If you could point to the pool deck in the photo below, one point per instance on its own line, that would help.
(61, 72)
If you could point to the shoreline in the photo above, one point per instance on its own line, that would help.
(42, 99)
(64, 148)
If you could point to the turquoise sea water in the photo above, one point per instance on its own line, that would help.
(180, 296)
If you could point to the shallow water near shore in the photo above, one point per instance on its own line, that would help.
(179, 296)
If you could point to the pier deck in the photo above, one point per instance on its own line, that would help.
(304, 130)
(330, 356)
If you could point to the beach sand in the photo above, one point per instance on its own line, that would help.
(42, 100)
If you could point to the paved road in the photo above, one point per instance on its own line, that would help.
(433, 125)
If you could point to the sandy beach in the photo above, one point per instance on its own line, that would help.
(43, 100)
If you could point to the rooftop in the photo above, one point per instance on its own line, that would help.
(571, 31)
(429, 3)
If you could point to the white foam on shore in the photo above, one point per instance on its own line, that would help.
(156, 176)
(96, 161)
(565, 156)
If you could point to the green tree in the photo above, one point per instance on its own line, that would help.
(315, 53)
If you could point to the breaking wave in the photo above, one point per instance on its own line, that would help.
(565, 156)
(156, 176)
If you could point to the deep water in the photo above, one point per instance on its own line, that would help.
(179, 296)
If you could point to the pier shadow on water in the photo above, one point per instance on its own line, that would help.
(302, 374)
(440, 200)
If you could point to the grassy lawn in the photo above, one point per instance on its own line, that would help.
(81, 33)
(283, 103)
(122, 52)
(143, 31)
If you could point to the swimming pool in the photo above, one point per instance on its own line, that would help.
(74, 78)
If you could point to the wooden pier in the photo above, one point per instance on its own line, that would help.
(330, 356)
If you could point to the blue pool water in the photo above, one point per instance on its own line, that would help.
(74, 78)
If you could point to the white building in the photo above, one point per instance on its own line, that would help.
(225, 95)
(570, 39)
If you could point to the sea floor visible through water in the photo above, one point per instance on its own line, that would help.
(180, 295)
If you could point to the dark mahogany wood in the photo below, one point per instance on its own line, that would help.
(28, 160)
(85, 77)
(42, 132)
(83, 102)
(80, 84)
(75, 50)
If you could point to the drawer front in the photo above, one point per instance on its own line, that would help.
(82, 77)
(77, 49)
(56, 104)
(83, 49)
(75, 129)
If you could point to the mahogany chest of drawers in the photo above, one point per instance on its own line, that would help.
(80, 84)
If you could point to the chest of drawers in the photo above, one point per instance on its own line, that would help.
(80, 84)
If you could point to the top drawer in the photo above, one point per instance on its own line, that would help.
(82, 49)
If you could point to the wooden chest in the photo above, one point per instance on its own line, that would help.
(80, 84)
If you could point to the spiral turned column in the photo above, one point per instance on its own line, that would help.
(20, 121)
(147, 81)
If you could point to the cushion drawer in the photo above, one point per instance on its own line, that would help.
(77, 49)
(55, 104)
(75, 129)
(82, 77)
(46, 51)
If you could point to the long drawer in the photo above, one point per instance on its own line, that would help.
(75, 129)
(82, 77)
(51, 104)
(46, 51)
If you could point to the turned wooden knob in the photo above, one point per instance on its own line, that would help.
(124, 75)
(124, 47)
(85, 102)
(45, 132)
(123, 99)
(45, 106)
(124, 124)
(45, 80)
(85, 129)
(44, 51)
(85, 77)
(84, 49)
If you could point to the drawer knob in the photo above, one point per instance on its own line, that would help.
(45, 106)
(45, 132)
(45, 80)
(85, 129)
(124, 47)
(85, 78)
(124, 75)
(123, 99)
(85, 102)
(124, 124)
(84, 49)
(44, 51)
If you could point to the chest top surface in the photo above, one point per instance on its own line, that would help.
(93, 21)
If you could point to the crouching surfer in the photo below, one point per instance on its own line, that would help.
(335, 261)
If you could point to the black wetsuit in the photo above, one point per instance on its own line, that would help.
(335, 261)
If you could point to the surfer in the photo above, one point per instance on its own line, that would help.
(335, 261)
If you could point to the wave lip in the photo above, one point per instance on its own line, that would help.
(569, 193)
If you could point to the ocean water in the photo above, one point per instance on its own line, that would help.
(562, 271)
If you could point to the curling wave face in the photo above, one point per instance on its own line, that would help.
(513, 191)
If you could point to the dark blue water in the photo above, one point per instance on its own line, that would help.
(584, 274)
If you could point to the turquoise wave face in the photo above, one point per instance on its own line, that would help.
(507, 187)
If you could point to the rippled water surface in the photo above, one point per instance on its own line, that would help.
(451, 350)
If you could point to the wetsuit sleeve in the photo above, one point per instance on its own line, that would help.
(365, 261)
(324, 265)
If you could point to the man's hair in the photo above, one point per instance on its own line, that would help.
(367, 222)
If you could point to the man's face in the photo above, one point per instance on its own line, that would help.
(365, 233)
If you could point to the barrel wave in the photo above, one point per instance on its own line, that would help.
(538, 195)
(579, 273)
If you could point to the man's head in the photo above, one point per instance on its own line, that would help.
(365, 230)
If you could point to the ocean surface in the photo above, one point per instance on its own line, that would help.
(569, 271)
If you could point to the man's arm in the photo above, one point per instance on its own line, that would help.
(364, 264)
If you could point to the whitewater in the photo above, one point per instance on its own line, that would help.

● ● ● ● ●

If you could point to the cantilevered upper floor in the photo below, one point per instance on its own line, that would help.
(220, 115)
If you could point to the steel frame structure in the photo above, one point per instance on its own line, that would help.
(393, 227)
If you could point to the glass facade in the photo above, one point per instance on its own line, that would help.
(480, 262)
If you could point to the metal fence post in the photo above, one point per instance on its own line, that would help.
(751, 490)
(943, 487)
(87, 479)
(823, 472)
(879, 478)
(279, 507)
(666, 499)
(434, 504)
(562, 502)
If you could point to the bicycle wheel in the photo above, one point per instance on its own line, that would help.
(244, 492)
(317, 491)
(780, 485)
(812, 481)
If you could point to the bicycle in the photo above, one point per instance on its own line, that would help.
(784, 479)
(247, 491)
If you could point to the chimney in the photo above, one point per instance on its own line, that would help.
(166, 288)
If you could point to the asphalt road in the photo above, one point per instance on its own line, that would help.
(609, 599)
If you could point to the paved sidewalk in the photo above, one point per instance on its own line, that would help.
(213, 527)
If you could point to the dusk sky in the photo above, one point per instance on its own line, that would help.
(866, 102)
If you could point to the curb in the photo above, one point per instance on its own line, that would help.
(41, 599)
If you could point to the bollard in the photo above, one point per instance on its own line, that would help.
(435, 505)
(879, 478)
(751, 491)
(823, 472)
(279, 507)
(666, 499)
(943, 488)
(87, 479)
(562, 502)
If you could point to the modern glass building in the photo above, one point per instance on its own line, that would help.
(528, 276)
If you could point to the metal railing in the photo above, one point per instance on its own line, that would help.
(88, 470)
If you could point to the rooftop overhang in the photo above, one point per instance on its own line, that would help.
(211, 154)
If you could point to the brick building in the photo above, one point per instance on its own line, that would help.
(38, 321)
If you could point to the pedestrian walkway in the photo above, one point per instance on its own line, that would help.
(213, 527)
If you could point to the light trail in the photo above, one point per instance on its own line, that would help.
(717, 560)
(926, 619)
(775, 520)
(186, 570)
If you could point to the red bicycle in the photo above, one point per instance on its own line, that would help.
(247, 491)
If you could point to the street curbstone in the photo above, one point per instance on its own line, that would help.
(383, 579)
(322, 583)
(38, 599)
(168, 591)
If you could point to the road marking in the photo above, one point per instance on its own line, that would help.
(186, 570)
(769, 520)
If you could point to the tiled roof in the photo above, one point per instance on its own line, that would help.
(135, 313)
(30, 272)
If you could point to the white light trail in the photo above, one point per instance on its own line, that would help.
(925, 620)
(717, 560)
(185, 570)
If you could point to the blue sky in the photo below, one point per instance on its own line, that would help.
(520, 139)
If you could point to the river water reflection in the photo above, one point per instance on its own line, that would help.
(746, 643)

● ● ● ● ●

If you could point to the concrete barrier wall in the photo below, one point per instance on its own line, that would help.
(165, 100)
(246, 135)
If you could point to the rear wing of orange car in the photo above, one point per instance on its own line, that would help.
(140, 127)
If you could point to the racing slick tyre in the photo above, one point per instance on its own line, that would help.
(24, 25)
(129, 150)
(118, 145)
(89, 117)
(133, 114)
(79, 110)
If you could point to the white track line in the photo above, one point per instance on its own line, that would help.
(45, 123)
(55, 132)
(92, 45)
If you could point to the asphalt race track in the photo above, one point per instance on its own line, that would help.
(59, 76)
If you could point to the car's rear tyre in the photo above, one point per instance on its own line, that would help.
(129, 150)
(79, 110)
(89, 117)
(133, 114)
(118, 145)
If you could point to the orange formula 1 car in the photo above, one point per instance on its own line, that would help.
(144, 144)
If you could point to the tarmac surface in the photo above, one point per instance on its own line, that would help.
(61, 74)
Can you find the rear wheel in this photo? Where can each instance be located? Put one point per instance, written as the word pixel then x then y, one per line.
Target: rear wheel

● ● ● ● ●

Task objective »
Your answer should be the lines above from the one containing "If you could point to the rear" through the one containing "Target: rear wheel", copied exactly and with both ends kept.

Output of the task »
If you could point to the rear wing of orange car in the photo above, one point per instance on its own line, that would help.
(140, 127)
If you could point to the racing slick tyre in the photo above, one point per instance on its own line, that would help.
(24, 25)
(129, 150)
(118, 145)
(89, 117)
(133, 114)
(79, 110)
If you could point to the white track line in the photo above, one point per instance on its own line, that would help.
(45, 123)
(55, 132)
(92, 45)
If you could point to the asphalt race track in the photo above, one point per instance on its own line, that would help.
(59, 76)
If you could point to the car's rear tyre in the photo above, one point per instance on its own line, that would help.
(129, 150)
(79, 110)
(89, 117)
(133, 114)
(118, 145)
If you could point to the orange formula 1 car in the photo above, one point per instance on its own line, that would help.
(144, 144)
If you could point to the tarmac surface in the photo above, one point per instance on its own line, that would help.
(61, 74)
Can you find the rear wheel in this photo? Where can each instance be located? Put one point per instance, written as the word pixel then x then y, one per line.
Target: rear wheel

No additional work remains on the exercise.